**Wat je doet**.
(1) Beantwoord deze vragen over de tekst over staf en voedselzak:
(a) Van welk materiaal was een voedselzak meestal gemaakt?
(b) Voor welk werk gebruikte men volgens "Jes 28:27" een stok?
(c) Wie zou volgens de tekst voor de apostelen zorgen?
(2) Kun je de tekst over staf en voedselzak hervatten na de laatste zin?

In het oude Israël gebruikten mensen een stok of staf voor allerlei doelen, bijvoorbeeld om op te leunen (Ex 12:11; Za 8:4; Heb 11:21), om zich te verdedigen of te beschermen (2Sa 23:21), om te dorsen (Jes 28:27) en om olijven te oogsten of uit de boom te slaan (De 24:20; Jes 24:13). Een voedselzak was een tas, meestal van leer, die over de schouder werd gedragen door reizigers, herders, boeren en anderen. Er werd voedsel, kleding en dergelijke in meegenomen. Toen Jezus zijn apostelen op een predikingstocht stuurde, gaf hij ze onder andere instructies over een staf en voedselzak. De apostelen mochten die niet meenemen en mochten zich niet laten afleiden door iets extra’s te halen. Jehovah zou voor ze zorgen. (In de aantekeningen bij Lu 9:3 en 10:4 wordt uitgelegd hoe Jezus’ instructies opgevat moeten worden.)

**Opgesomde vermeldingen**.
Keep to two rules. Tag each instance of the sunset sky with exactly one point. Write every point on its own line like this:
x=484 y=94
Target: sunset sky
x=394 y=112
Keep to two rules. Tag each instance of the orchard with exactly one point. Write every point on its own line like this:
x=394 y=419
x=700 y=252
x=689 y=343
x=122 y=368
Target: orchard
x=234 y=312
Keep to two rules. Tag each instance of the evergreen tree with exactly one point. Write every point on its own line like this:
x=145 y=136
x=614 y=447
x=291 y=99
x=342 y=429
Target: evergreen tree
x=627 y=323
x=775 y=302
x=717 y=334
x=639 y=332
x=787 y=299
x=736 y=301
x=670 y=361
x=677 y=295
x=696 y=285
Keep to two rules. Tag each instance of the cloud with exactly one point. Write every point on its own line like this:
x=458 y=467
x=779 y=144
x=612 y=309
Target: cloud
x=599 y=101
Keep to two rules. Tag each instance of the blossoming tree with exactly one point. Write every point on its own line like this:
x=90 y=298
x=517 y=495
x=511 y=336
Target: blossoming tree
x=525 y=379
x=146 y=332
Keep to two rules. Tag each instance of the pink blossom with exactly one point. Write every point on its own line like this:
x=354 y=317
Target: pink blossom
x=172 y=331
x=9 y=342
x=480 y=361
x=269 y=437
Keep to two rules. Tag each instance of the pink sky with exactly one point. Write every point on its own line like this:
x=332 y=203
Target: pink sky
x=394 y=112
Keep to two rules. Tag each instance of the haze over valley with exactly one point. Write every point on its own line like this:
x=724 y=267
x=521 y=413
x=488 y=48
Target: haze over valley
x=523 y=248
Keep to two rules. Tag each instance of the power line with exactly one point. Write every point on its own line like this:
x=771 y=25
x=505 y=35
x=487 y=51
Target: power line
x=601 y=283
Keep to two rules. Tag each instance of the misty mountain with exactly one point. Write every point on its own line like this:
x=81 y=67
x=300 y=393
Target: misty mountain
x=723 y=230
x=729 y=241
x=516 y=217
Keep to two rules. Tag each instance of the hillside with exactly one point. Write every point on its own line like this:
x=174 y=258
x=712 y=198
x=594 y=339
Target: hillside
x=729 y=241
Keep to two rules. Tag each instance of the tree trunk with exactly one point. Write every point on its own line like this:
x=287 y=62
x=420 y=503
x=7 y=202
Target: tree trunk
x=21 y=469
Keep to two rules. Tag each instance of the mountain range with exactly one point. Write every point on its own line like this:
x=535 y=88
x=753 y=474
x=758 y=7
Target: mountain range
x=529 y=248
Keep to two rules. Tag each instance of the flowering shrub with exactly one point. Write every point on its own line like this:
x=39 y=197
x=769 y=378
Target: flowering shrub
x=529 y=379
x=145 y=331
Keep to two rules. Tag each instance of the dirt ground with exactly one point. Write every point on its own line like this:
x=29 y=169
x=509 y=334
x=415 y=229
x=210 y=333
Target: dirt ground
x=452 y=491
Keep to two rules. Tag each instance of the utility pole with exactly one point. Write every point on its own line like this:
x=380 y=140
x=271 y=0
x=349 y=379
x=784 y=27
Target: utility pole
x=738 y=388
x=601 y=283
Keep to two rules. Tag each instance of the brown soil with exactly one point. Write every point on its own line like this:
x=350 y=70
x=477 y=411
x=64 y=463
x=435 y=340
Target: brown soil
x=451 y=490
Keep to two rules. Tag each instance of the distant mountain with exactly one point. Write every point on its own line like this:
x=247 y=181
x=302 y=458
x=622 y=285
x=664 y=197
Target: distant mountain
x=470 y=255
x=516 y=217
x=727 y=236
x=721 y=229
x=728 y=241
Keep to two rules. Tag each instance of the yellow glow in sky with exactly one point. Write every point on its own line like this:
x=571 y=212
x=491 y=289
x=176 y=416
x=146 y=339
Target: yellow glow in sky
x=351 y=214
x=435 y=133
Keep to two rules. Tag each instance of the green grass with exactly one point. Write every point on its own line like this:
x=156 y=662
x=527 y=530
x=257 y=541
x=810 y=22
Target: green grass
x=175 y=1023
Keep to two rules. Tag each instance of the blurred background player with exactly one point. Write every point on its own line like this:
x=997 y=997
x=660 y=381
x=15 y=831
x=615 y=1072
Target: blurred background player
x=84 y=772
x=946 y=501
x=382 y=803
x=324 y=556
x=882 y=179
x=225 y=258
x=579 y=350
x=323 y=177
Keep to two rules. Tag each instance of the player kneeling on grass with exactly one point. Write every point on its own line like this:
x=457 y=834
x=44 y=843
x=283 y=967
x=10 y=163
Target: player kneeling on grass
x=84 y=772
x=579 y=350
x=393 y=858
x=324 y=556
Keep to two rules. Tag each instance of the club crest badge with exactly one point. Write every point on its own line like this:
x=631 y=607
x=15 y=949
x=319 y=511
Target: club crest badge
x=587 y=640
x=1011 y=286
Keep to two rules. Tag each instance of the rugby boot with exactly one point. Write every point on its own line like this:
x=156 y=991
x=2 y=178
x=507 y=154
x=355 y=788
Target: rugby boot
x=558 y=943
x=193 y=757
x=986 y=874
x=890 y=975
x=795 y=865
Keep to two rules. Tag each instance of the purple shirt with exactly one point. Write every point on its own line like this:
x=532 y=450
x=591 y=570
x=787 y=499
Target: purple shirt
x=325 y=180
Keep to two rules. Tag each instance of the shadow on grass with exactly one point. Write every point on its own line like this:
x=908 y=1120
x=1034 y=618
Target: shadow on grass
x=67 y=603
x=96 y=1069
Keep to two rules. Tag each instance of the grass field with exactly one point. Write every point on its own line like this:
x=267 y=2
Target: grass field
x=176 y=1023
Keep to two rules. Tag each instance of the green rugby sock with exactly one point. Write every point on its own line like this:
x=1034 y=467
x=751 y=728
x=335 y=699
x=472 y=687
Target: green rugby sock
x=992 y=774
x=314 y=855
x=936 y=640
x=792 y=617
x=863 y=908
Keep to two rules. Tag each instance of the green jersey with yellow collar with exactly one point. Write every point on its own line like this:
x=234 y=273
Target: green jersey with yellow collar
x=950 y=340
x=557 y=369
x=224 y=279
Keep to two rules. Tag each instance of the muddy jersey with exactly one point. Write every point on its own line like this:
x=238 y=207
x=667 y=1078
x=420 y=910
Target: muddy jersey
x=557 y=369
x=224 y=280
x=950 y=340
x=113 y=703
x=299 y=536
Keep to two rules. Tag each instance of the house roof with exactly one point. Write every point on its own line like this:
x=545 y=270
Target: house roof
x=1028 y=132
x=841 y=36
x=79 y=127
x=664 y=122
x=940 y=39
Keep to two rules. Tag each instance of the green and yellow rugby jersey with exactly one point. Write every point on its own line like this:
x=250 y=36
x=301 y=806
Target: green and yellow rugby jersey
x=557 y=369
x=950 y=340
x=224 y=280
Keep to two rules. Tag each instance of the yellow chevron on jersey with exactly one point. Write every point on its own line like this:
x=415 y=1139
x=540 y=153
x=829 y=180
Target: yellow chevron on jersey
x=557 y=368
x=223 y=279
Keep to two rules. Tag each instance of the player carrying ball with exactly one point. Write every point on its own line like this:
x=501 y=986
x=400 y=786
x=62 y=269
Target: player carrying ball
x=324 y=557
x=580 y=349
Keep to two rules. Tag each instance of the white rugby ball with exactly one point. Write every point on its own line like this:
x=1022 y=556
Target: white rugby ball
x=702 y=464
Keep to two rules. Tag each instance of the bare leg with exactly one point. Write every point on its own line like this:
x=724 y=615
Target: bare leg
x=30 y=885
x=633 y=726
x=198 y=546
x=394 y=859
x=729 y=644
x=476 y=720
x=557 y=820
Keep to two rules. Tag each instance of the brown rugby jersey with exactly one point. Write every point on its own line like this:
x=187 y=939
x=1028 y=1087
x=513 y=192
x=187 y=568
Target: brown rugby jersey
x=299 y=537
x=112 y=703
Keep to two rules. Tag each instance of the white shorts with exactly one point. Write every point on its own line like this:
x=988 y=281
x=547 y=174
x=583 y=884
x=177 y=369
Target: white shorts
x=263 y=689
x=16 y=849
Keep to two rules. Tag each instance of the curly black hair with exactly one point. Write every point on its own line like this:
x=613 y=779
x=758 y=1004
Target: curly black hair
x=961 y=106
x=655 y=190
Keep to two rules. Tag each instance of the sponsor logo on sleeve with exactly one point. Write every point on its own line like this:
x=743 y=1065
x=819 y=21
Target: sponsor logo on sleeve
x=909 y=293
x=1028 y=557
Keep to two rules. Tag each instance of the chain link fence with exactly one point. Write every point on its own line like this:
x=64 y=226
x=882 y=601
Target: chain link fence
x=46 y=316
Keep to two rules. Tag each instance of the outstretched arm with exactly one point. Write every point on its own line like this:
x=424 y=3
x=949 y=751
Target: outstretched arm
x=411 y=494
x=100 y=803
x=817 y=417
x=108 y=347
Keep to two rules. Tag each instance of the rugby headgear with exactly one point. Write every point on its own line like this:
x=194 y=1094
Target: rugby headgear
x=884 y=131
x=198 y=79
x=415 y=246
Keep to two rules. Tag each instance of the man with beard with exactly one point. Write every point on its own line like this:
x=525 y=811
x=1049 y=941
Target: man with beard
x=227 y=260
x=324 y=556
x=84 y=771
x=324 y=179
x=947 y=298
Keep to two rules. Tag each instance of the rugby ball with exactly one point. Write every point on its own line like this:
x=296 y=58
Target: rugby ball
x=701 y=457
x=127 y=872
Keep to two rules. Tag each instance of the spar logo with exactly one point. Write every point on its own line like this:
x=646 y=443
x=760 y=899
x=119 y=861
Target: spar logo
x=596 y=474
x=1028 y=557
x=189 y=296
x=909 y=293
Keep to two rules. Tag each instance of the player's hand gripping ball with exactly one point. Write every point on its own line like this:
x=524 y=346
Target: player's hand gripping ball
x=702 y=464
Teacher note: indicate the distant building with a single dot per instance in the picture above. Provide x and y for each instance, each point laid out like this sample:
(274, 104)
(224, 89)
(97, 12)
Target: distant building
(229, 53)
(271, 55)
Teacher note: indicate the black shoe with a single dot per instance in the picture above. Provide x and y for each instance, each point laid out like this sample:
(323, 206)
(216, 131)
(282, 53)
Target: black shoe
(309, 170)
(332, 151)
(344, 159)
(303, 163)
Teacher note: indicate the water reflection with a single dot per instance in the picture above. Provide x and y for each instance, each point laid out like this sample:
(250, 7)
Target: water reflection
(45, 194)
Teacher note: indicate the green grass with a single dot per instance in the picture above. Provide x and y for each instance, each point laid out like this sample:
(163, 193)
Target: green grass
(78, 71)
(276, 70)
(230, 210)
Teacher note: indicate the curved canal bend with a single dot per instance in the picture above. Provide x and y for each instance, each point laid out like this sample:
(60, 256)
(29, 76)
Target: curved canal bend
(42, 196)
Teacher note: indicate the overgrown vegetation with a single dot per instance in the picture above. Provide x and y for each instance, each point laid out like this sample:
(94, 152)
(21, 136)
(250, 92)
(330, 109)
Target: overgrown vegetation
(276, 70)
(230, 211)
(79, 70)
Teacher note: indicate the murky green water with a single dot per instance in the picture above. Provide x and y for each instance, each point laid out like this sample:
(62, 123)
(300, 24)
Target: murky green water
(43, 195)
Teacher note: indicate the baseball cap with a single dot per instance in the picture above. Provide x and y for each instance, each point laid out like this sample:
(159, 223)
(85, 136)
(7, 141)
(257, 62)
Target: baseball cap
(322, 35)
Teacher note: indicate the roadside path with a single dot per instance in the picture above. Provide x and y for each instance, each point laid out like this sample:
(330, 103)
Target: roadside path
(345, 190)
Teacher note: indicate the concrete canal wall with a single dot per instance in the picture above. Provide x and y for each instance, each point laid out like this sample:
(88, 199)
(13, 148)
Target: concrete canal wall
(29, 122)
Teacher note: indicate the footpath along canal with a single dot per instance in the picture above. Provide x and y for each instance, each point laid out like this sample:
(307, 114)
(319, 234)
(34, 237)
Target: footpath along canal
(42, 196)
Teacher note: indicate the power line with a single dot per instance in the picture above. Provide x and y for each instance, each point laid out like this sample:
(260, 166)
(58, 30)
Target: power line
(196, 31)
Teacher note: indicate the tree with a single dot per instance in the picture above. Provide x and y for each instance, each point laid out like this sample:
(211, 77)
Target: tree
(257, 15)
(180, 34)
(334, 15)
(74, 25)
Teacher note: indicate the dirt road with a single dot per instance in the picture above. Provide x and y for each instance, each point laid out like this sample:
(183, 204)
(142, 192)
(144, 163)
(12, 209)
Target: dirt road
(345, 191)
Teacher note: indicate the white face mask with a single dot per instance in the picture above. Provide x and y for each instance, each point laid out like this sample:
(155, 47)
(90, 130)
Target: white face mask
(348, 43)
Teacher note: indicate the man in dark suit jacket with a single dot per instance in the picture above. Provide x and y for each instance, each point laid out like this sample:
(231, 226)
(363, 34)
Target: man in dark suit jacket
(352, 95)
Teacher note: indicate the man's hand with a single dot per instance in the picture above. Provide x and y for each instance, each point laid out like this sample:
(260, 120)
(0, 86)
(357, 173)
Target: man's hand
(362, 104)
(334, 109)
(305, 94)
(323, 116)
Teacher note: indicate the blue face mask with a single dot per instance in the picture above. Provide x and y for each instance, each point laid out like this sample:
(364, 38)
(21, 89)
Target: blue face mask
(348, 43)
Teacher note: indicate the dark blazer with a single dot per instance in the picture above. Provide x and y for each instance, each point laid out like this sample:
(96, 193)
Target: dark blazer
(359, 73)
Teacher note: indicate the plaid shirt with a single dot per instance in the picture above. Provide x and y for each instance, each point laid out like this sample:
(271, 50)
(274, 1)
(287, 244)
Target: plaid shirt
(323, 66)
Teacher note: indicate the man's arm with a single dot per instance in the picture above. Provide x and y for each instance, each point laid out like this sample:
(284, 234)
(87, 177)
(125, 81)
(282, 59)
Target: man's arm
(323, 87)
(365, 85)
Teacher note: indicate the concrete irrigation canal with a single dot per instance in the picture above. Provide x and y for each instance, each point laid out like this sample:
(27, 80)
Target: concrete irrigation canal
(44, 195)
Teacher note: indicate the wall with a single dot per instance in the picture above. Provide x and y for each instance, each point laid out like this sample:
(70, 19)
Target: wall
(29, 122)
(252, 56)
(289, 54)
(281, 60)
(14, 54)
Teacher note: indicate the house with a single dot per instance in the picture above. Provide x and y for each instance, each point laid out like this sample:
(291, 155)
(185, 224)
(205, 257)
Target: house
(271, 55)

**Antwoorden bij oefening**.
(1)
(a) Van leer.
(b) Om te dorsen.
(c) Jehovah.

(2)
Kapernaüm, Chorazin en Bethsaïda
Kapernaüm, Chorazin en Bethsaïda

De panoramabeelden in dit filmpje zijn gemaakt vanaf het uitkijkpunt Ofir, op de noordoostelijke oever van het Meer van Galilea. Chorazin (2) lag maar zo’n 3 km van de plek waar naar verluidt het oude Kapernaüm (1) lag, de stad die Jezus kennelijk als uitvalsbasis gebruikt heeft tijdens zijn grote bediening van meer dan twee jaar in Galilea. De apostelen Petrus en Andreas woonden in Kapernaüm en het belastingkantoor van Mattheüs lag in of in de buurt van die stad (Mr 1:21, 29; 2:1, 13, 14; 3:16; Lu 4:31, 38). Petrus, Andreas en ook Filippus kwamen oorspronkelijk uit de nabijgelegen stad Bethsaïda (3) (Jo 1:44). Jezus deed veel wonderen in of bij deze drie steden. (Zie Appendix A7-D, kaart 3B, en A7-E, kaart 4.)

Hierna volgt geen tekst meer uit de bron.